EXERCISE:
Keep the pictures out. Write out every line of the listing exactly.

*** Opening of STORED DATA ***

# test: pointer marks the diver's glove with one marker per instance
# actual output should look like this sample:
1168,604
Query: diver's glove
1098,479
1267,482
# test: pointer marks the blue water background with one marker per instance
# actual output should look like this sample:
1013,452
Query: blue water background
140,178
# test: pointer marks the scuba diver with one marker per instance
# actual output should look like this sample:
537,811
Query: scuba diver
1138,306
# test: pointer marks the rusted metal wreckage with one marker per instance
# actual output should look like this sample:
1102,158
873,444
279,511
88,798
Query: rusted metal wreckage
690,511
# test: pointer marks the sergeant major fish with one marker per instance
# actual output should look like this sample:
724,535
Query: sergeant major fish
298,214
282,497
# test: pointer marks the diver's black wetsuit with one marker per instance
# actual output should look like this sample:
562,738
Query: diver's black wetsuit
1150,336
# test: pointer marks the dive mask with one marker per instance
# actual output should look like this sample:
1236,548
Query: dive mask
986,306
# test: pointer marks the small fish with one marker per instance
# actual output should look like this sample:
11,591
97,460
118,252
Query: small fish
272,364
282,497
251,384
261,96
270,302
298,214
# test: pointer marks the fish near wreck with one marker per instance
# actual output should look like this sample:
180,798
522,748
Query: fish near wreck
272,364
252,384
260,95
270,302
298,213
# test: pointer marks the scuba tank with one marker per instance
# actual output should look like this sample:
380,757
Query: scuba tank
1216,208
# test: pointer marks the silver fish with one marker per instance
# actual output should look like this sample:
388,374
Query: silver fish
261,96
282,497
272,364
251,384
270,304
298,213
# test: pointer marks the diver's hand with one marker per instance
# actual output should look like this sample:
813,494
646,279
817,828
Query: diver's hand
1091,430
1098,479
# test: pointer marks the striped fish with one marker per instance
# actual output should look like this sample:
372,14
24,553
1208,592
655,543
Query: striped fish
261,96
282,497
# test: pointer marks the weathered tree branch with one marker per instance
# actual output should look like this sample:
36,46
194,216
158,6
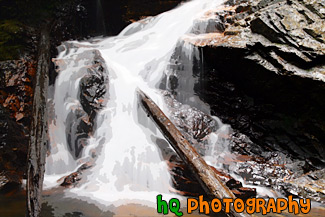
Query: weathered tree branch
205,175
38,137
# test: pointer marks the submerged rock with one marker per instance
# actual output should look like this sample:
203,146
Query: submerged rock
92,96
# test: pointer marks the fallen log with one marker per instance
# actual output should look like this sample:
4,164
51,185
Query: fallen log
205,175
38,138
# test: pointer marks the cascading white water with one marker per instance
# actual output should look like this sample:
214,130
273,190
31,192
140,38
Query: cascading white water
130,163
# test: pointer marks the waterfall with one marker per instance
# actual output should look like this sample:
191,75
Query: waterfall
128,152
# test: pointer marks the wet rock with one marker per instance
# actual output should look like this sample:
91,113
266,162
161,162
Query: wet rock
3,180
92,97
74,178
264,75
186,184
193,123
310,185
16,99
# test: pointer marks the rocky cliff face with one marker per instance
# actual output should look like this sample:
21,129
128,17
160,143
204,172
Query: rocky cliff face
268,59
264,75
16,101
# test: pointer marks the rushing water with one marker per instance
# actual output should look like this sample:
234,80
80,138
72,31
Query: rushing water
130,151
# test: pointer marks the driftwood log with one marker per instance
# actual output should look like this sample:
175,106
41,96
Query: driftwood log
38,137
205,175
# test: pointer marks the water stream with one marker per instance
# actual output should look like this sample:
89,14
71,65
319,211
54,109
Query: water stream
129,163
127,152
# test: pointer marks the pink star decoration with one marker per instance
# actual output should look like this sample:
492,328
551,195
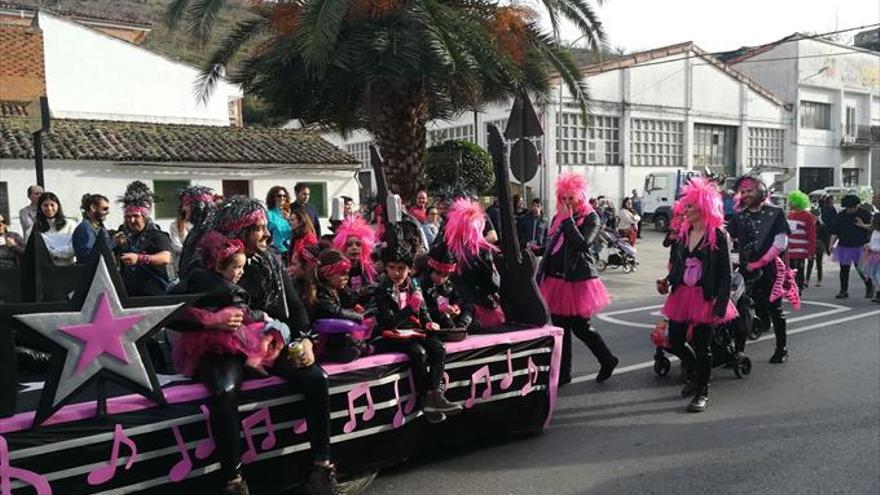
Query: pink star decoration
102,335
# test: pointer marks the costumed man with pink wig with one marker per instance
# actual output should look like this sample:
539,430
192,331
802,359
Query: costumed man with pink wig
698,285
568,277
475,275
761,232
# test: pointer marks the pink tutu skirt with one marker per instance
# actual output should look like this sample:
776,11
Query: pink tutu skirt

*** Close of STORED DATA ***

ANSWER BOX:
# test: pointer marks the diver's glove with one marker per instance
# actual output should look like this sample:
1168,604
Query: diver's glove
1098,479
1267,482
# test: pointer marks the blue water background with one marker per instance
# actual output should look like this sample:
1013,452
Query: blue water background
140,178
# test: pointer marks the scuba diver with one marker per instance
# actual output should look like this sample:
537,811
Query: scuba diver
1138,306
# test: pointer marks the rusted metal wreckage with one marker per instance
# actual output should look like this sample:
1102,158
873,444
279,511
88,798
Query: rusted metal wreckage
690,511
# test: pointer marks the sergeant major fish with one marker per instance
# actual output should look like this sample:
724,535
Query: sergeant major fish
298,214
282,497
# test: pointer marks the diver's black wetsuit with one marker per instance
# actual output should look like this sample:
562,738
Query: diver's black wetsuit
1150,336
# test: pointer marks the dive mask with one marker per instance
# actual output should look like this sample:
1236,548
Query: dive mask
986,306
# test: pointer marks the small fish with one marker per instance
# actual output should look like this sample:
11,591
97,460
118,252
Query: small fish
272,364
282,497
251,384
261,96
270,302
298,214
# test: pointer marks the fish near wreck with one marker per instance
# actual output should look like this sample:
180,798
522,748
Query: fish near wreck
272,364
252,384
260,95
270,302
298,213
# test: pointer marks the scuba tank with one marker per instance
# actual output should look like this sample:
380,757
Query: scuba tank
1216,208
# test: pointer marks the silver fish with one marker per instance
# actual output should look like this sample:
388,374
Query: silver fish
261,96
282,497
272,364
251,384
270,304
298,213
# test: pointer marks the diver's hand with one marker per instance
# actual output should look like this sample:
813,494
646,279
817,828
Query: diver's hand
1091,430
1098,479
# test: pointer marks the striped fish with one marker per instance
# actual output should look like this sample:
372,14
24,553
1208,592
655,543
Query: striped fish
261,96
282,497
# test: pointer marks the weathered tree branch with one marker per instance
# actual output should look like this sample:
36,46
194,216
158,6
Query: weathered tree branch
205,175
38,137
# test: pointer marks the submerged rock with one marker per instance
# actual output should look like this sample:
203,146
Query: submerged rock
92,96
# test: pointer marks the fallen log with one marker per instance
# actual output should look like this sample:
4,164
51,185
Query: fallen log
205,175
38,138
# test: pointer marks the cascading white water with one marker per instance
# actual output should look like this sample:
214,130
273,190
31,192
140,38
Query: cascading white water
130,163
# test: pointer marks the waterfall with one marker per instance
# actual output should look like this sample:
191,75
Query: waterfall
128,152
# test: pointer marks the wet rock with one marker per instance
# actual output should look like this sample:
91,113
266,162
161,162
Query: wet rock
3,180
92,97
74,178
264,75
186,184
193,123
310,185
16,99
# test: pointer marks the rocky cliff face with one marker per instance
# actual output should look like this sample:
21,129
128,17
160,143
204,172
Query: rocky cliff face
268,59
264,75
16,101
# test: pointer marks the rushing water with one marker per instance
# actual output should look like this sample:
234,80
80,138
72,31
Query: rushing water
130,151
# test: pointer marks the driftwood log with one marker per instance
# actual output should look like this sample:
175,106
41,96
Query: driftwood log
38,137
205,175
# test: pointer marks the water stream with one marker per instance
# actual output should look like this sample:
89,14
71,65
319,211
54,109
Query: water stream
129,163
127,152
# test: pointer marks the pink star decoration with one marker per instance
# actual output should look like this sample:
492,328
551,195
Query: pink star decoration
102,335
# test: pointer marks the costumed man with pink wig with one marker per instance
# actual output should look like this sample:
539,430
192,331
802,359
Query: costumed man with pink wig
698,285
568,277
475,275
761,232
# test: pointer marks the pink tutu skirt with one marker per instance
# actual output should look like this sample:
776,11
Query: pink tutu skirt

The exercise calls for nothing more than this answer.